- TASK TO COMPLETE -
Present the portion of the items below that begins with the line containing "spot: lip => coords" and ends with the line containing "570, 377, 640, 480", both included, as a numbered list with one line per entry. Leave out blank lines and the pictures.

— start DATASET CONTENT —

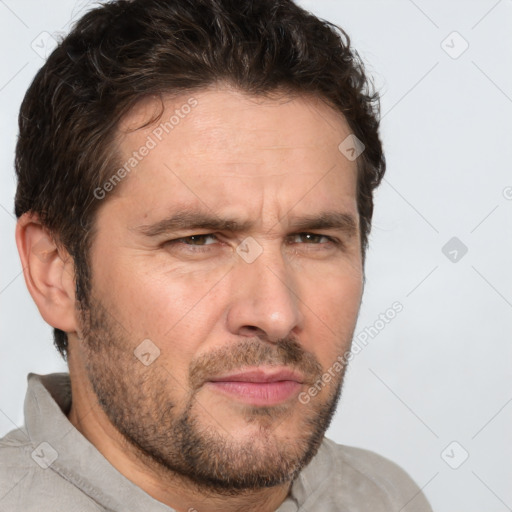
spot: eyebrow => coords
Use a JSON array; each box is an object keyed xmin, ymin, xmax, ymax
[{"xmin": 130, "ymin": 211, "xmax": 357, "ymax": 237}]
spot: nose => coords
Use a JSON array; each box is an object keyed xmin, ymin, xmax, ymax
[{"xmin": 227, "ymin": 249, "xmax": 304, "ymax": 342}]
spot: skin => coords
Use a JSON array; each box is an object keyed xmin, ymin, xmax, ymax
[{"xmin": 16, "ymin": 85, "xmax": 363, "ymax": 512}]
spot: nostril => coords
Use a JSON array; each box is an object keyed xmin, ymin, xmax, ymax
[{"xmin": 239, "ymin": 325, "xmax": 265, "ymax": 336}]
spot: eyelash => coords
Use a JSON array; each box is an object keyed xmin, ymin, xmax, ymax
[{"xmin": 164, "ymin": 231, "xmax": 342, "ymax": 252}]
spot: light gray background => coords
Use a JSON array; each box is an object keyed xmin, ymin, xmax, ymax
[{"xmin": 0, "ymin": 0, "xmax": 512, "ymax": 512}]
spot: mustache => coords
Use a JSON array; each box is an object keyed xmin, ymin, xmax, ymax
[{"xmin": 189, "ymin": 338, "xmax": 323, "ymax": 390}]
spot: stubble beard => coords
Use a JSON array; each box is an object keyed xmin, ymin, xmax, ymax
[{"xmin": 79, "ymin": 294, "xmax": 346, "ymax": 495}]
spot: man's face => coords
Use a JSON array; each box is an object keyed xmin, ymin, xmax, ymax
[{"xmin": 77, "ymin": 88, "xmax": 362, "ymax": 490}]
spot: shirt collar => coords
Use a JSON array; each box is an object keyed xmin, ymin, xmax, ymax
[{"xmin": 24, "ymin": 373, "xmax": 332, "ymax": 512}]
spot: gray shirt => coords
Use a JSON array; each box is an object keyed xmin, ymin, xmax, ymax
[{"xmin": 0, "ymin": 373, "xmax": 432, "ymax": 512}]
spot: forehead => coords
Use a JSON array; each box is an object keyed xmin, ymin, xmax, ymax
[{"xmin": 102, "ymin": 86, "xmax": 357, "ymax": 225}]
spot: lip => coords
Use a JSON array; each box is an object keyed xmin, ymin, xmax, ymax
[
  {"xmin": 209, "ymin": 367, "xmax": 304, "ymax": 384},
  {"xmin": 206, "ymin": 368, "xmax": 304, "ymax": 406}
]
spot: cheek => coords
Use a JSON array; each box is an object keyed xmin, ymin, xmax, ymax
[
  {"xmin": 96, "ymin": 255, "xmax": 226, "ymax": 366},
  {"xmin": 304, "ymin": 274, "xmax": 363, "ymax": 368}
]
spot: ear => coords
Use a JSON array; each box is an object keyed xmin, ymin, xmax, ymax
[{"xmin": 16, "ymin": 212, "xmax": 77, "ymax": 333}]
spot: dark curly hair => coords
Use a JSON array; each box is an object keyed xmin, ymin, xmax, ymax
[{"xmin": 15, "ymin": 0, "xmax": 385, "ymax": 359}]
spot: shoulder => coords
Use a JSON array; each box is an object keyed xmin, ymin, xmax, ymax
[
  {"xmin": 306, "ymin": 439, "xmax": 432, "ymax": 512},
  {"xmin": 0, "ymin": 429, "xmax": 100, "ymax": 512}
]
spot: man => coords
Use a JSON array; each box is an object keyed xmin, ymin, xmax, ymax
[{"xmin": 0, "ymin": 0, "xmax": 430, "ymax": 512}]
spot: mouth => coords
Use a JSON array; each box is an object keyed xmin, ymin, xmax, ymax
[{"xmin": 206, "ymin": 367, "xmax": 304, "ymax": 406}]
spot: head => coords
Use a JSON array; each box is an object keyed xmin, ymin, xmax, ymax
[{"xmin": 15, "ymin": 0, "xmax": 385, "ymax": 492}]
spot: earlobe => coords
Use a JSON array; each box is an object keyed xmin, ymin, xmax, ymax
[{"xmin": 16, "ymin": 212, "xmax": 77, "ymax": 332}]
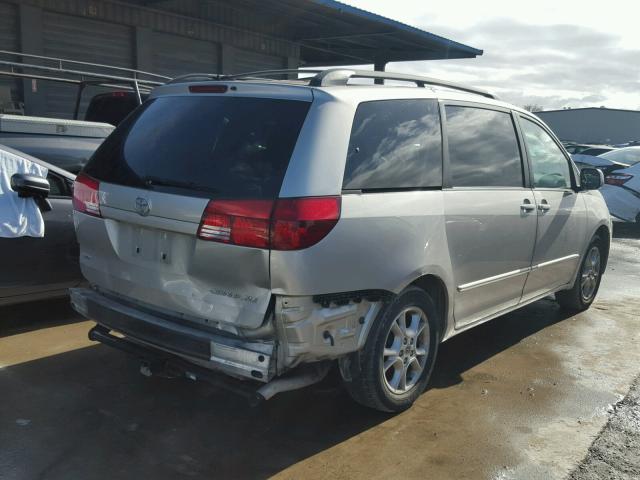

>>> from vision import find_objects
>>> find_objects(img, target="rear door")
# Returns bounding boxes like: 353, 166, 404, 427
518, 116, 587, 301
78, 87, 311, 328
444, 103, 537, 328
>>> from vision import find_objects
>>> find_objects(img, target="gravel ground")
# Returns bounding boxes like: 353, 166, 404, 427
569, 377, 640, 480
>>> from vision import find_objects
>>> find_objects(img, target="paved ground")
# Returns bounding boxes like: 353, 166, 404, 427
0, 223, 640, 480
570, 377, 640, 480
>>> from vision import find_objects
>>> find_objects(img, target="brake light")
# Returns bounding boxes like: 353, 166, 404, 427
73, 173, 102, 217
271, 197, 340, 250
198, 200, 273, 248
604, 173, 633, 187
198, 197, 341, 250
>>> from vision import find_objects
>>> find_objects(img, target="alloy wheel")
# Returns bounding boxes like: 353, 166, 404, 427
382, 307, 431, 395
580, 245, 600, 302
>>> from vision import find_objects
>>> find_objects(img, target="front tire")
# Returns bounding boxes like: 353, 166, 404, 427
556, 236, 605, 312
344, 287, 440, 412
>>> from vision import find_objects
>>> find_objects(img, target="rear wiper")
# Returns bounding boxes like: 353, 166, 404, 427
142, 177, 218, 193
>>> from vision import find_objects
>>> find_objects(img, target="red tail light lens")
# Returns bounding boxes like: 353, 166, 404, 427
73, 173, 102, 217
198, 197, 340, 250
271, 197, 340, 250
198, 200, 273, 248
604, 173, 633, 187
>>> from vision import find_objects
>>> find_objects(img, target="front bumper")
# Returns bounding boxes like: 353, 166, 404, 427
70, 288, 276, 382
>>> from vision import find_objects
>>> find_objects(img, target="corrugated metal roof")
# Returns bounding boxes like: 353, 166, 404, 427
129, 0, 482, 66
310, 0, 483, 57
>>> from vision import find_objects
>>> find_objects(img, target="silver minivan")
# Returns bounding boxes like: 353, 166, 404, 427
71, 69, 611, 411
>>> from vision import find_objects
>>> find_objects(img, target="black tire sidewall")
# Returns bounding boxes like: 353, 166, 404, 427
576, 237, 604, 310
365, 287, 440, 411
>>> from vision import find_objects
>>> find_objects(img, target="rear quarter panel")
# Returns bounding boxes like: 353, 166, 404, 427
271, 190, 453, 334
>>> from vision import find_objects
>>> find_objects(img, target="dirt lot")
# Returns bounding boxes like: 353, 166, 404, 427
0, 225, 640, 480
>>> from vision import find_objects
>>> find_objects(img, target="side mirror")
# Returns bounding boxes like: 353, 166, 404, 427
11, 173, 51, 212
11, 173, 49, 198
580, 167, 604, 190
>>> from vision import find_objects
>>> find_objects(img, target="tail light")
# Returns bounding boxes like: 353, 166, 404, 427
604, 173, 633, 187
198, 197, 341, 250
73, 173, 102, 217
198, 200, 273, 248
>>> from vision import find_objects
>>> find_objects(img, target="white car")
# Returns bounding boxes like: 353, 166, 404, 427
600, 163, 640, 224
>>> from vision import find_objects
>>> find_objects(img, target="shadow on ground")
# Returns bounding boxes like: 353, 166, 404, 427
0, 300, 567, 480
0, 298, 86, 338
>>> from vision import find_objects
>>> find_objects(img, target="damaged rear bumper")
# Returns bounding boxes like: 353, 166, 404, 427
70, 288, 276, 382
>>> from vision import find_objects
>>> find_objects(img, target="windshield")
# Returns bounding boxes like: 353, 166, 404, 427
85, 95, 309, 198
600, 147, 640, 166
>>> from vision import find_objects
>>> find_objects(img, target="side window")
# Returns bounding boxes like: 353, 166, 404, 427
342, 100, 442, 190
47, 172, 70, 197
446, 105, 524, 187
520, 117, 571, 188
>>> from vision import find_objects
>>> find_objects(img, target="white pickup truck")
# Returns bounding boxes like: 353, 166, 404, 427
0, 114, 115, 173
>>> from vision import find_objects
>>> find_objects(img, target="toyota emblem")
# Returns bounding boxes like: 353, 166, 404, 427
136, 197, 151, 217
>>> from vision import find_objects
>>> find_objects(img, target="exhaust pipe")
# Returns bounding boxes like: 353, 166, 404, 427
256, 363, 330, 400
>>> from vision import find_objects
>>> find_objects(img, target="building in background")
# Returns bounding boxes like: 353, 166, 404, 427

— end DATASET CONTENT —
— start DATASET CONTENT —

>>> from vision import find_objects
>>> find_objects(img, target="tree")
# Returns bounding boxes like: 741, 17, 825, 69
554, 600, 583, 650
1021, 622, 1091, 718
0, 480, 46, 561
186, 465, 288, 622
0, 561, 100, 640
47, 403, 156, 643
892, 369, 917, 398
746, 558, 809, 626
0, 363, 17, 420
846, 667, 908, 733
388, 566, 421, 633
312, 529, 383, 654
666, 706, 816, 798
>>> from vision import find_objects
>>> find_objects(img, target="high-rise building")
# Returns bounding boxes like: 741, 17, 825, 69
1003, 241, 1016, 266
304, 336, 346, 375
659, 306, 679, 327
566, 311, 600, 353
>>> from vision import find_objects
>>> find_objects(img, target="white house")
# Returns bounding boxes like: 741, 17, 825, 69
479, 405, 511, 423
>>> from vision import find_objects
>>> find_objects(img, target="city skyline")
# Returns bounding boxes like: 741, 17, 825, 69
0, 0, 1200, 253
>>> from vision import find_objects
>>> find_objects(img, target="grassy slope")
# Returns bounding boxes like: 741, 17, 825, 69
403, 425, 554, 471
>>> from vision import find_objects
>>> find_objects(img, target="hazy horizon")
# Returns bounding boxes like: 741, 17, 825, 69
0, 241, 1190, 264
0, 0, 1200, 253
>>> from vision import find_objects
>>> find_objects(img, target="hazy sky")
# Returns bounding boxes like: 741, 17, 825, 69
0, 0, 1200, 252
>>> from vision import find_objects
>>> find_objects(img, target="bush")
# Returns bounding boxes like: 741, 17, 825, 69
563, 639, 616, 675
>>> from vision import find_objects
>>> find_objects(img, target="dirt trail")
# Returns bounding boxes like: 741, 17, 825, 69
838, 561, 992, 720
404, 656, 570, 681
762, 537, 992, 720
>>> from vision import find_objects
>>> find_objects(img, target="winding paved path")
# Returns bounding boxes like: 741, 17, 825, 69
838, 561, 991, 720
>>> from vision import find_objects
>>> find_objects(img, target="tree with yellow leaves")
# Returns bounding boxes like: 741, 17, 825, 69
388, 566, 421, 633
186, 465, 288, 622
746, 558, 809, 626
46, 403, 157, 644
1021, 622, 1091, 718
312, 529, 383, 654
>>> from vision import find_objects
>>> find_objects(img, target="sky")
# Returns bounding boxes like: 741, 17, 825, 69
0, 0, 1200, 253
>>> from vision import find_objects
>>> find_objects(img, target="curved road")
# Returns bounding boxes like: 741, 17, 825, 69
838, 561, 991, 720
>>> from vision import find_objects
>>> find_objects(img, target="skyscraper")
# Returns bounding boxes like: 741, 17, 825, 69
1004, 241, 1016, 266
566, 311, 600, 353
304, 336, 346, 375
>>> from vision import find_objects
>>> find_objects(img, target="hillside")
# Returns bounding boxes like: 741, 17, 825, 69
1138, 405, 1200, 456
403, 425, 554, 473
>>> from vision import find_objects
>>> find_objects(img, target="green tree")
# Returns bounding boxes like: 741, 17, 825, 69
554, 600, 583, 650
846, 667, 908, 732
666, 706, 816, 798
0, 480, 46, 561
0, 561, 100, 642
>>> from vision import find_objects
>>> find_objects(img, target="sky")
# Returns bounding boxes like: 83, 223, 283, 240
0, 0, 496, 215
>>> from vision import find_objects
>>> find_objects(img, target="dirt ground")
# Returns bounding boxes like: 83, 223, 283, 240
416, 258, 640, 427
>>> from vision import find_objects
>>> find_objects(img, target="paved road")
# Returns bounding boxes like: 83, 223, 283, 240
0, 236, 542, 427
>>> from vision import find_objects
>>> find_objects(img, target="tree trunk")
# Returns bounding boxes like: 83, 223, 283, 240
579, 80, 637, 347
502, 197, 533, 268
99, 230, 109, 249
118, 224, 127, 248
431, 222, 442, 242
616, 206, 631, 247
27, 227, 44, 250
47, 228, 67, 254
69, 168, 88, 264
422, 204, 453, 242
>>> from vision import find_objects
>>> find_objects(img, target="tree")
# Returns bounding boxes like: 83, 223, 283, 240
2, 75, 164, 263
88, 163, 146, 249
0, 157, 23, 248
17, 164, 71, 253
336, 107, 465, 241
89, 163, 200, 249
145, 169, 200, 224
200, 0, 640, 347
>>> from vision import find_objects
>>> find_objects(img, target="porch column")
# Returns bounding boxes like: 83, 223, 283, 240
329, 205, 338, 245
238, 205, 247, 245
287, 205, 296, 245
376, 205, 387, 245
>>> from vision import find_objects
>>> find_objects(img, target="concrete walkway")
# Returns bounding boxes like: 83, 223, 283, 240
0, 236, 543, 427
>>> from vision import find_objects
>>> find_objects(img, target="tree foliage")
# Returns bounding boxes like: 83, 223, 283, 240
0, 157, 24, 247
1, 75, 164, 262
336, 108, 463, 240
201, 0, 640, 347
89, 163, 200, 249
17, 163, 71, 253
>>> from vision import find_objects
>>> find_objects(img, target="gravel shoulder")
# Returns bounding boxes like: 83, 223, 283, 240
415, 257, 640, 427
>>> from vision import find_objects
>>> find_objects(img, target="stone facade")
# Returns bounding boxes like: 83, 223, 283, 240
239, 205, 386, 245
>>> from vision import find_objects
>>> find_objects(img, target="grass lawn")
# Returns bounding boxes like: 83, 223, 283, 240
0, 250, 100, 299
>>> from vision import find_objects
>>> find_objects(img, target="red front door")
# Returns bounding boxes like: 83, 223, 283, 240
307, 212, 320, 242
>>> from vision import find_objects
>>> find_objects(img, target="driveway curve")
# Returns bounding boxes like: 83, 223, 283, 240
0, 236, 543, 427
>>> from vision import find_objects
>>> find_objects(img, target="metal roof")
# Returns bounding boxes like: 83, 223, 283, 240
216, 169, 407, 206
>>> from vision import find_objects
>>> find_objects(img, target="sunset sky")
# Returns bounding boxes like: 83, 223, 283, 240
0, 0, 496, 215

— end DATASET CONTENT —

- PROBLEM SOLUTION -
1. spot: lip => coords
2. Use a JSON array; each box is an object keyed xmin, ymin, xmax, ymax
3. [
4.   {"xmin": 209, "ymin": 367, "xmax": 304, "ymax": 384},
5.   {"xmin": 206, "ymin": 368, "xmax": 304, "ymax": 406}
6. ]
7. spot: cheek => coords
8. Use a JSON array; each box is an object keyed xmin, ymin, xmax, ymax
9. [
10.   {"xmin": 96, "ymin": 255, "xmax": 226, "ymax": 366},
11.   {"xmin": 304, "ymin": 274, "xmax": 363, "ymax": 368}
12. ]
13. spot: ear => coords
14. Use a JSON array; each box is an object keyed xmin, ymin, xmax, ymax
15. [{"xmin": 16, "ymin": 212, "xmax": 77, "ymax": 333}]
16. spot: dark curly hair => coords
17. Use a JSON array; each box is an object keyed xmin, ymin, xmax, ymax
18. [{"xmin": 15, "ymin": 0, "xmax": 385, "ymax": 359}]
19. spot: shoulder => coords
20. Use a JSON array; each box is an object keyed xmin, ymin, xmax, ymax
21. [
22.   {"xmin": 306, "ymin": 439, "xmax": 432, "ymax": 512},
23.   {"xmin": 0, "ymin": 429, "xmax": 100, "ymax": 512}
24. ]
25. spot: man => coords
26. Use a JSON array; each box is an object keyed xmin, ymin, xmax, ymax
27. [{"xmin": 0, "ymin": 0, "xmax": 430, "ymax": 512}]
28. spot: mouth => coords
29. Use a JSON array; each box is an object keyed xmin, ymin, xmax, ymax
30. [{"xmin": 206, "ymin": 367, "xmax": 304, "ymax": 406}]
31. spot: head => coords
32. Use a JSON array; each box is an object keyed xmin, ymin, xmax, ymax
33. [{"xmin": 15, "ymin": 0, "xmax": 385, "ymax": 492}]
34. spot: earlobe => coords
35. Use a JSON array; each box is an object keyed xmin, ymin, xmax, ymax
36. [{"xmin": 16, "ymin": 212, "xmax": 77, "ymax": 332}]
37. >>> from vision import find_objects
38. >>> find_objects(img, target="rear door")
39. # Returns bounding boxes like: 353, 166, 404, 427
40. 518, 116, 587, 301
41. 78, 87, 311, 328
42. 444, 103, 537, 328
43. >>> from vision import find_objects
44. >>> find_objects(img, target="gravel ground")
45. # Returns bounding boxes like: 353, 166, 404, 427
46. 569, 377, 640, 480
47. >>> from vision import find_objects
48. >>> find_objects(img, target="paved ground")
49. # Returns bounding boxes like: 353, 166, 404, 427
50. 0, 223, 640, 480
51. 570, 377, 640, 480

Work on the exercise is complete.